Framing In Videogames


On the surface, it would seem appropriate to compare videogames to movies. Certainly, big budget videogames have often put on the appearance of being like blockbuster films. From the badly compressed and poorly acted Full Motion Video (FMV) cutscenes in Sega CD games like Sewer Shark and Night Trap to the recycled Hollywood action of the Call of Duty series, AAA games invoke the techniques and tropes of mainstream cinema. Of course, the main problem with many of these games is that they fail to effectively adapt the techniques of film to the game environment. They never explore what each medium has to offer the other.

Virginia, a narrative videogame about two FBI agents investigating the mysterious disappearance of a boy in the  early 1990s, is one of the few videogames I have played that successfully navigates the impasse between games and cinema. Furthermore, it adapts an underlying principle of film that all cinema-inflected and narratively driven videogames should adopt.

So often when discussing what makes a “good” videogame buzzwords like interactivity, immersion, and emergence are used. These principles are often presented as the holy trinity of good game design. All videogames should be easy to learn and hard to master, so we’re told, and these three principles are the way to get there. A good videogame should privilege the ability of the player to interact and move about in the gameworld, it should have the player become totally immersed in the gameplay, and furthermore the player should be able to find emergent strategies while playing to hit the sweet spot between challenge and fun. It may be surprising then that Virginia is a great videogame that does not respect any of these principles.

The level of interaction is very limited. Each scene in the game has very few items you can touch and use, and these are often made quite obvious to you. The gameworld is beautiful and engaging but generally not immersive in the way videogames are supposed to be. Cinematic editing techniques like match cuts and dissolves transport you from scene to scene, preventing you from lingering too long at any point while playing. Finally, the game can be finished in about 90 minutes to two hours and is easy to play. There are no emergent strategies or mastery involved. It provides you with a very focused and specific experience, and then it’s over.

So why do I think Virginia is a great game? I argue it’s because Virginia adapts a particular principle from film that makes it successful in keeping the player engaged with its story and gameworld. That principle is framing, which can be defined as the particular composition of the visual elements in a scene. Virginia does this masterfully, as every scene is well composed and visually coherent, even though you essentially act as the game’s camera. The player experiences the entire game from the first-person point of view as FBI special agent Anne Tarver. The game never breaks this point of view, having you experience everything from basic interactions (like shaking someone’s hand or picking up an object) to your brief encounters with text (such as quickly reading a file on a computer screen) entirely from Anne’s eyes.


You play the entire game from the viewpoint of FBI Special Agent Anne Tarver.

Throughout the game, you feel like you’re moving Anne and a movie camera at the same time, but it’s never confusing or incoherent. This is because Virginia’s directors, Jonathan Burroughs and Terry Kenny, ensure that their use of framing is gamelike and dynamic. The game directors bring together strong visual composition with playful movement by:

  • giving the player a very specific point of view (FBI Special Agent Anne Tarver) and using that for strong characterization and narrative depth;
  • avoiding extraneous, unnecessary information or activity (hence the very specific forms of interaction)

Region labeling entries
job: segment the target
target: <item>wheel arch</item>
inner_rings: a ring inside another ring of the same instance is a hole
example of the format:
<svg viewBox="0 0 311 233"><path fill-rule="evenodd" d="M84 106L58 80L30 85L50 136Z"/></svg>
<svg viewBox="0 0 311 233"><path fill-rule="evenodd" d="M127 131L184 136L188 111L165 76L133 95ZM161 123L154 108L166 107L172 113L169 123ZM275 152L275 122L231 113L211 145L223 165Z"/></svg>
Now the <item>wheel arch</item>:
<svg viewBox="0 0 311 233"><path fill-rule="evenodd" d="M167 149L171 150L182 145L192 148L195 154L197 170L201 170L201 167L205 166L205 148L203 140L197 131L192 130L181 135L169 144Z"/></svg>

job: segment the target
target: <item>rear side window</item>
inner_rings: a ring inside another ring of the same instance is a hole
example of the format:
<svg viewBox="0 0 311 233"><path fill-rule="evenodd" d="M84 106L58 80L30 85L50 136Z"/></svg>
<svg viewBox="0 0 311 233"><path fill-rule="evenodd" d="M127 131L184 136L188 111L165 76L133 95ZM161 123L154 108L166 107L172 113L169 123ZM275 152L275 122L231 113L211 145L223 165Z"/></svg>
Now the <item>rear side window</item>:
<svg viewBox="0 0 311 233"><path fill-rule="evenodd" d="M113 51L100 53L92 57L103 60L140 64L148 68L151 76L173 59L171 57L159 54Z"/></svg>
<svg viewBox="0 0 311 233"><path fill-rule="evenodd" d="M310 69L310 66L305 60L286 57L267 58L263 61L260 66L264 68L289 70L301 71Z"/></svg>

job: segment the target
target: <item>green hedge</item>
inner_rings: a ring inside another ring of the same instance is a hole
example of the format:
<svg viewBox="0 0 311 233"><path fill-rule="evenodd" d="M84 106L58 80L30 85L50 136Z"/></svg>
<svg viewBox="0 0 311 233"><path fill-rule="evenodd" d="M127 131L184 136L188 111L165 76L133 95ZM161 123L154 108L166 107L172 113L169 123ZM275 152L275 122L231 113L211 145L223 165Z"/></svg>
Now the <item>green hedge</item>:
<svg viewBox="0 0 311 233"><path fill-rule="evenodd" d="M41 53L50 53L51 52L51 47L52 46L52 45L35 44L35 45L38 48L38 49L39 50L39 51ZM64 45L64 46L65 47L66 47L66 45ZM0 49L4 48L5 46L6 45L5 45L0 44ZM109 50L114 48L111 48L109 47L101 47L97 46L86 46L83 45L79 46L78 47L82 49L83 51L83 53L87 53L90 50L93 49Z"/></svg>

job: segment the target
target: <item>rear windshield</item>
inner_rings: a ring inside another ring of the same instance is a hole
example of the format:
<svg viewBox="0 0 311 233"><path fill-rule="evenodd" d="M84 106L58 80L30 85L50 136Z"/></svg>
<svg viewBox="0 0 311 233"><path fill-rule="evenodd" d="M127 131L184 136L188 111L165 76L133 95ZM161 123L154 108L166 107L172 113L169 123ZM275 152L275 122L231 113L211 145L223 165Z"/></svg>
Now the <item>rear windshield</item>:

=== Problems to solve ===
[A] List every videogame title mentioned in the essay on framing in videogames.
[B] According to the essay on framing in videogames, how long does it take to finish Virginia?
[C] Carry on the essay on framing in videogames from the point where it ends.

=== Answers for this exercise ===
[A] Sewer Shark, Night Trap, the Call of Duty series, Virginia

[B] About 90 minutes to two hours.

[C]
  • ensuring the experience is contained within a specific point of time and is not padded out for the sake of increased playtime (the game can be completed in about two hours and you are often moved from scene to scene without too much time passing); and
  • providing the player with a clear path to navigate the story and gameworld.

Another reason for the game’s unusually strong scenic composition is that there is not a single line of spoken dialogue. The entire story is told through animation, music, your interaction with the gameworld, and the repeated use of specific images and symbols. Certain motifs such as sitting in the passenger seat of a car with your FBI partner Maria Halperin, holding a dead cardinal, being confronted by a bison, seeing a mysterious red door, or looking down at a broken key, recur often, giving vital clues to unlocking the story.


The appearance of a bison is a recurring visual motif throughout Virginia

These recurring visual motifs are necessary as the game’s narrative has quite a bit of depth. The story of Virginia is one professional betrayal, conspiracy, cult activity, departmental corruption, and even gender and racial discrimination. It also relates many of these events in non-chronological order, while blending together fantasy and reality (mostly in the form of dream sequences). That Virginia can handle these themes and story-telling techniques deftly and subtly without dialogue is a testament to how well it uses framing to anchor the whole experience. While the makers of Virginia have mentioned ‘90s cult TV shows like Twin Peaks, The X-Files, and The Outer Limits as inspirations, they’re able to create their own visual language that is not just a pastiche of these influences.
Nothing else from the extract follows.